DO THIS
Could you write out all the records below again with each "drop a dot" switched to "place a mark", keeping everything else unchanged?

* begin PROVIDED INFORMATION *

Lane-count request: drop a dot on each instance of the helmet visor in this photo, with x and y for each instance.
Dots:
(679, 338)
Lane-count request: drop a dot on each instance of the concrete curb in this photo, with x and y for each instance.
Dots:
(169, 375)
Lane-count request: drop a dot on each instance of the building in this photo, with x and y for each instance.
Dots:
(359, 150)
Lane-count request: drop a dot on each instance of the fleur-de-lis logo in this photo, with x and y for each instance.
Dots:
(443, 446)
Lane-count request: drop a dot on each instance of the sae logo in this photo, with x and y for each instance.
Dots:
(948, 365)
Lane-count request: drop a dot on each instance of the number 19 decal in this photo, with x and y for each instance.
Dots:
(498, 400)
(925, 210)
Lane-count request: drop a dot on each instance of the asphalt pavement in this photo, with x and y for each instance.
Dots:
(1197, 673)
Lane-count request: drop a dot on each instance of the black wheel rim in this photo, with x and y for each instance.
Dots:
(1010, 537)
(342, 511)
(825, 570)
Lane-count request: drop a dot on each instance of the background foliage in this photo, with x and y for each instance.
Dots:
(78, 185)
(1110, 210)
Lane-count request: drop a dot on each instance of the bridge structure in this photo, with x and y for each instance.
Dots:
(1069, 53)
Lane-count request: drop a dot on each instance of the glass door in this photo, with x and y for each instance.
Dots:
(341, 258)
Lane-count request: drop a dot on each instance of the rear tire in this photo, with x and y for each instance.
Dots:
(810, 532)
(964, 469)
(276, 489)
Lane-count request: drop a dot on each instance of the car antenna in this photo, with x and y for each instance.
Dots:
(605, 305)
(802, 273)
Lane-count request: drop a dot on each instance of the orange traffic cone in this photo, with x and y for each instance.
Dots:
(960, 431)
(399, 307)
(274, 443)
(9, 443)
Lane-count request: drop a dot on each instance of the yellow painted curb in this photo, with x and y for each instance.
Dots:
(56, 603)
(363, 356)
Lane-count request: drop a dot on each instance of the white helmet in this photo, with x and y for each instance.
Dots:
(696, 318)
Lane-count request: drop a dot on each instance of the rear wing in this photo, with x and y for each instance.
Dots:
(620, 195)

* end PROVIDED INFORMATION *

COMPLETED EXERCISE
Lane-count request: place a mark on each instance of the helmet visor in this photo, with x and y for each instance.
Dots:
(679, 338)
Lane-count request: place a mark on each instance of the concrete curb in this photo, with x and y for each instance.
Dots:
(169, 375)
Lane-count request: place a mark on each instance of the building in this photo, with x and y for each instance.
Dots:
(359, 150)
Lane-count request: place a mark on each instance of the fleur-de-lis logo in this photo, with x and y for each instance.
Dots:
(443, 446)
Lane-count request: place a mark on each instance of the sae logo in this photo, with x and y for each instance.
Dots:
(948, 365)
Lane-count request: place a mark on each instance of the number 19 decal in this photo, with x and y for each instance.
Dots:
(498, 400)
(925, 210)
Lane-count request: place a mark on each instance of the asphalt pavement in this photo, with x and y for each instance.
Dots:
(1197, 673)
Lane-count request: place a mark on each instance of the black wheel rim in this photo, with x and y for each instance.
Dots:
(1010, 537)
(342, 511)
(825, 570)
Lane-count request: place a mark on each instance of the background foliage in this photo, with x and y for each instance.
Dots:
(78, 185)
(1110, 210)
Lane-count request: place a mark on each instance of the bridge structure in this photo, with x and y for each instance.
Dots:
(1069, 53)
Lane-count request: place a mark on each instance of the glass door in this photo, with x and y for each instance.
Dots:
(341, 258)
Lane-count request: place a mark on each instance of the rear tire in this photo, with x and y for each instance.
Dots:
(810, 532)
(964, 469)
(276, 489)
Lane-count request: place a mark on each instance of the car antenna in this photo, with x and y for each instance.
Dots:
(605, 305)
(802, 273)
Lane-count request: place a mark on each instance of the orange traffic cone in this photo, with x and y for each instance.
Dots:
(960, 431)
(399, 307)
(274, 443)
(9, 443)
Lane-count request: place a mark on each instance of the yellow painted curb in this photo, with x and y for each instance.
Dots:
(56, 603)
(363, 356)
Lane-count request: place a mark on each instance of the white helmet in this photo, with x and y for each instance.
Dots:
(696, 318)
Lane-count request: place a mark on each instance of the rear wing in this photo, with x and y for each instance.
Dots:
(620, 195)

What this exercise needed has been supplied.